▶ INSTRUCTION 1
Duplicate the forum post on the exploding VAE loss from "#Define the encoder" up to and including "self.enc21=nn.Linear(dim_hidden_enc,latent_dim,bias=True)".

▶ EXTRACT
▬▬▬

I am trying to apply the Variational Auto-Encoder (see https://arxiv.org/abs/1312.6114) to the MNIST data set. I am following exactly the paper with the Neural Network architecture and all other parameters and formulas. Unfortunately, after one step, I get an explosion of the loss (the loss is the negative ELBO term here) and an explosion of the gradients. A change of the learning rate, mini batch size and network structures did not help to fix the problem. I wonder what I can further do to avoid this behaviour. Could you help me? I really appreciate every support.
import torch
import torch.nn as nn
import torch.nn.functional as F
from torch.utils.data import DataLoader, Dataset, TensorDataset
from torch.optim import *
import torchvision
import matplotlib.pyplot as plt
import numpy as np
import sys
#Load the data:
dl = DataLoader(torchvision.datasets.MNIST('/data/mnist', train=True, download=True))
tensor = dl.dataset.data
tensor = tensor.to(dtype=torch.float32)
tr = tensor.reshape(tensor.size(0), -1)
tr = tr/255
targets = dl.dataset.targets
targets = targets.to(dtype=torch.long)
#This will be the data which I use:
Traindata = tr[0:50000]
Labels = targets[0:50000]
#For binary VAEs, we use only binary data:
BTraindata= torch.round(Traindata)
#Define the global variables:
minibatch_size=100
latent_dim=2
dim_inp_dec=latent_dim
dim_hidden_dec=100
dim_out_dec=28*28
dim_inp_enc=28*28
dim_hidden_enc=100
train_size=Traindata.size()[0]
#Dataloader:
trainloader=torch.utils.data.DataLoader(Traindata, batch_size=minibatch_size, shuffle=True)
#This is the Variational Auto Encoder class in the case of binary data:
class BVAE(nn.Module):
def __init__(self,latent_dim):
super(BVAE, self).__init__()
#Define the decoder structural parts:
self.dec1=nn.Linear(dim_inp_dec,dim_hidden_dec,bias=True)
self.dec2=nn.Linear(dim_hidden_dec,dim_out_dec,bias=True)
self.decactiv1=nn.Tanh()
self.decactiv2=nn.Sigmoid()
#Define the encoder structural parts:
self.enc1=nn.Linear(dim_inp_enc,dim_hidden_enc,bias=True)
self.enc21=nn.Linear(dim_hidden_enc,latent_dim,bias=True)
self.enc22=nn.Linear(dim_hidden_enc,latent_dim,bias=True)
self.encactiv=nn.Tanh()
self.latent_dim=latent_dim
def encode(self,x):
mean=self.enc21(self.encactiv(self.enc1(x)))
log_var=self.enc22(self.encactiv(self.enc1(x)))
return mean,log_var
def decode(self,x):
x_one=self.dec1(x)
dec_hidden=self.decactiv1(x_one)
output=self.decactiv2(self.dec2(dec_hidden))
return output
def forward(self,x,normsamples):
mean,log_var=self.encode(x)
var=torch.exp(log_var)
sample=mean+torch.exp(log_var)*normsamples
return(self.decode(sample))

▬▬▬

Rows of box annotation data
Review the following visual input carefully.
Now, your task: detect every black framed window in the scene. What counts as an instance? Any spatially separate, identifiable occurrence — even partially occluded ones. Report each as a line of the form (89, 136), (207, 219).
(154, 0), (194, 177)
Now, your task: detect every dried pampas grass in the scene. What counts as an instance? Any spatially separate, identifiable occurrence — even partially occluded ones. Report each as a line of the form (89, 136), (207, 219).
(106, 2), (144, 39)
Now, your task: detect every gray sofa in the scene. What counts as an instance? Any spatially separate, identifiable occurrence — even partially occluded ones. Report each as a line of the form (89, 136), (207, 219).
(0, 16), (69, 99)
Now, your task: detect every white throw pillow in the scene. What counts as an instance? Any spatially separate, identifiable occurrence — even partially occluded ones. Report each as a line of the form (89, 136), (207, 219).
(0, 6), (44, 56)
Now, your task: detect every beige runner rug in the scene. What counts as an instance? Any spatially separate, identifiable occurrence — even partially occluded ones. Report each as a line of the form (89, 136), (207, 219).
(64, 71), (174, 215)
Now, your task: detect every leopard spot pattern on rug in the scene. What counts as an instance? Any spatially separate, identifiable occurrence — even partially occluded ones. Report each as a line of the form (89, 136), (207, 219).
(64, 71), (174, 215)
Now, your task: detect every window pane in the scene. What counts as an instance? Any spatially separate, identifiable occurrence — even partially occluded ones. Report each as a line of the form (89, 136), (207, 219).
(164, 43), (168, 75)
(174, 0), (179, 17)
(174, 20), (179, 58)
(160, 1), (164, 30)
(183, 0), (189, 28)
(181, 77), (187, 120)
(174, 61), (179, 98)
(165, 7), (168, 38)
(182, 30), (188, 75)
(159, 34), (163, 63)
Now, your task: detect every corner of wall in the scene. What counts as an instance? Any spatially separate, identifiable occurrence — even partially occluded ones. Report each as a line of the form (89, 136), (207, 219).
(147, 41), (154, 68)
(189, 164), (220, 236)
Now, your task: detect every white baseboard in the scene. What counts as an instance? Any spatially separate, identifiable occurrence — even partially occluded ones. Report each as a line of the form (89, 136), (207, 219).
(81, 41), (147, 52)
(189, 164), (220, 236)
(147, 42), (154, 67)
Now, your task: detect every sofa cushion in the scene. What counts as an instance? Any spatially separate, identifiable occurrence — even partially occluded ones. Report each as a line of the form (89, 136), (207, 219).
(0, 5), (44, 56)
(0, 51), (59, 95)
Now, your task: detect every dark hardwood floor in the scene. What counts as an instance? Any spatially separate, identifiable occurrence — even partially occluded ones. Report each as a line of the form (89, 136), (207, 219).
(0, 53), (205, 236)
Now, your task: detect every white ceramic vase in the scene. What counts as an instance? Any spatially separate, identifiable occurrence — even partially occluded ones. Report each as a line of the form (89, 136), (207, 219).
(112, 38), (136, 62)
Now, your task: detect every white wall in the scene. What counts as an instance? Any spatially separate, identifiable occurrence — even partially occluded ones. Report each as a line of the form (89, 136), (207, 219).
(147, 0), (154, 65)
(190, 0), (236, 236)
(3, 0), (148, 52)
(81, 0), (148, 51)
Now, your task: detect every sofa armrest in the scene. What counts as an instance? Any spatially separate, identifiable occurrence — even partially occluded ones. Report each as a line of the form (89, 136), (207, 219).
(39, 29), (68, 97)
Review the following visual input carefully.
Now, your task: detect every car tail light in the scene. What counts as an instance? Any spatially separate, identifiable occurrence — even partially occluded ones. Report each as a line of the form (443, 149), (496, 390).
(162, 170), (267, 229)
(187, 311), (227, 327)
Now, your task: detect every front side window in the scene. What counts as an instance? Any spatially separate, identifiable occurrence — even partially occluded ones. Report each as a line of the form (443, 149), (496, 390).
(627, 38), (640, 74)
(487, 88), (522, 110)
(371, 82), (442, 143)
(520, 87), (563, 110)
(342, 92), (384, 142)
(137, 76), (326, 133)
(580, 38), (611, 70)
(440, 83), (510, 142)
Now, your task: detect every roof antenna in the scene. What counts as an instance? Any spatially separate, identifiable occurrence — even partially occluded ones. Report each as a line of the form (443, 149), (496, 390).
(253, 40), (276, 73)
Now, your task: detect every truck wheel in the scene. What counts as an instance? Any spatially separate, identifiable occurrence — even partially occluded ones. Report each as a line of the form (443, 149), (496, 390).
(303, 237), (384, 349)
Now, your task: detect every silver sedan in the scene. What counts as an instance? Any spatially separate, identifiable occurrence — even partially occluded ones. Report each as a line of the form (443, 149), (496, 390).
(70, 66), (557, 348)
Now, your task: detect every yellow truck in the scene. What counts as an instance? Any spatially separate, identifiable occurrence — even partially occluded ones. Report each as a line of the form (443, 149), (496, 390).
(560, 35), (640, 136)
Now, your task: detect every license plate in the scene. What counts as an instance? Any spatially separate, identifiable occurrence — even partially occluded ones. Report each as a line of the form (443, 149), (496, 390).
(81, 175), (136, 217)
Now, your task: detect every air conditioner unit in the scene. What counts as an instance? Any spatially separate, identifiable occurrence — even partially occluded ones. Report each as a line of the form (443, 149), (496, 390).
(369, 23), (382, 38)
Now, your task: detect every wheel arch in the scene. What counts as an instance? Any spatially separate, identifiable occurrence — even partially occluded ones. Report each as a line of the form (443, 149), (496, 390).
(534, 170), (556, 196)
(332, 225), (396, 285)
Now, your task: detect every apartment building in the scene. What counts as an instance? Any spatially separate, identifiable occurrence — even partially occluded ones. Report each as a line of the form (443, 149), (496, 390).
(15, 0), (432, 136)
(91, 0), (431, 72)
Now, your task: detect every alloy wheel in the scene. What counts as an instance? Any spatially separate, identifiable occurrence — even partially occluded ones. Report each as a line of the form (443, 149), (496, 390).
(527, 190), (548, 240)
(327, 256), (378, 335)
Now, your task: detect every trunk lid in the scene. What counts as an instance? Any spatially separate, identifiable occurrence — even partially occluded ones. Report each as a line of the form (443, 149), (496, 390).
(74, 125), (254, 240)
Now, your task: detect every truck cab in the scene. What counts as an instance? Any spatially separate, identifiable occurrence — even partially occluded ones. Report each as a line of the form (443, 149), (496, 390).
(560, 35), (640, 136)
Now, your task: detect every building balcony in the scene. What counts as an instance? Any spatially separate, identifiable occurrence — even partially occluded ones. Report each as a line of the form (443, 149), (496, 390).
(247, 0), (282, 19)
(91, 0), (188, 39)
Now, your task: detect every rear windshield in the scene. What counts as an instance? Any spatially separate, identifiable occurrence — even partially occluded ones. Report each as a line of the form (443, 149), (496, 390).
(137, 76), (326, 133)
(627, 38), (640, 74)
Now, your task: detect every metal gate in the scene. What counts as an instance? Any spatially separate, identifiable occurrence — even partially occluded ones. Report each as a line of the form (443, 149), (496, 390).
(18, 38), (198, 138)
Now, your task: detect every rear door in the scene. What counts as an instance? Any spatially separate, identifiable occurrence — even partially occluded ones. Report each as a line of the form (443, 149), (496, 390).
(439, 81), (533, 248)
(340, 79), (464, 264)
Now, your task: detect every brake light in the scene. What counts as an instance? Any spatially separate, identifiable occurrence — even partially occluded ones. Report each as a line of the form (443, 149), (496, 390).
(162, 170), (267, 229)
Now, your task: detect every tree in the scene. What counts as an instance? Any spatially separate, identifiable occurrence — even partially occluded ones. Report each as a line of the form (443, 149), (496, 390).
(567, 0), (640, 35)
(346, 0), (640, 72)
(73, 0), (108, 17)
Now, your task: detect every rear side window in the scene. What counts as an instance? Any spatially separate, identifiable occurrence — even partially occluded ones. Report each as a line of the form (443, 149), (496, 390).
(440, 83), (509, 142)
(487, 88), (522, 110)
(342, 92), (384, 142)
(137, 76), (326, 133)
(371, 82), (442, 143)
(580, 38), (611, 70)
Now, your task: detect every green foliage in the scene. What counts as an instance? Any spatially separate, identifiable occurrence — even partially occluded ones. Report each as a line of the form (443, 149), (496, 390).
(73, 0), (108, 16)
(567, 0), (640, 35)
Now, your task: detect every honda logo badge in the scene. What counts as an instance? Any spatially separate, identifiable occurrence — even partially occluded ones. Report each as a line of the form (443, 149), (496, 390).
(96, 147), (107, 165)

▬▬▬

▶ INSTRUCTION 2
Gather every line of the rows above that contains the string "light".

▶ FINAL RESULT 1
#Define the encoder structural parts:
self.enc1=nn.Linear(dim_inp_enc,dim_hidden_enc,bias=True)
self.enc21=nn.Linear(dim_hidden_enc,latent_dim,bias=True)

▶ FINAL RESULT 2
Now, your task: detect every car tail light in the scene. What counts as an instance? Any spatially separate, identifiable occurrence — even partially occluded ones. Report each as a line of the form (443, 149), (496, 390).
Now, your task: detect every brake light in the scene. What counts as an instance? Any spatially separate, identifiable occurrence — even partially occluded ones. Report each as a line of the form (443, 149), (496, 390).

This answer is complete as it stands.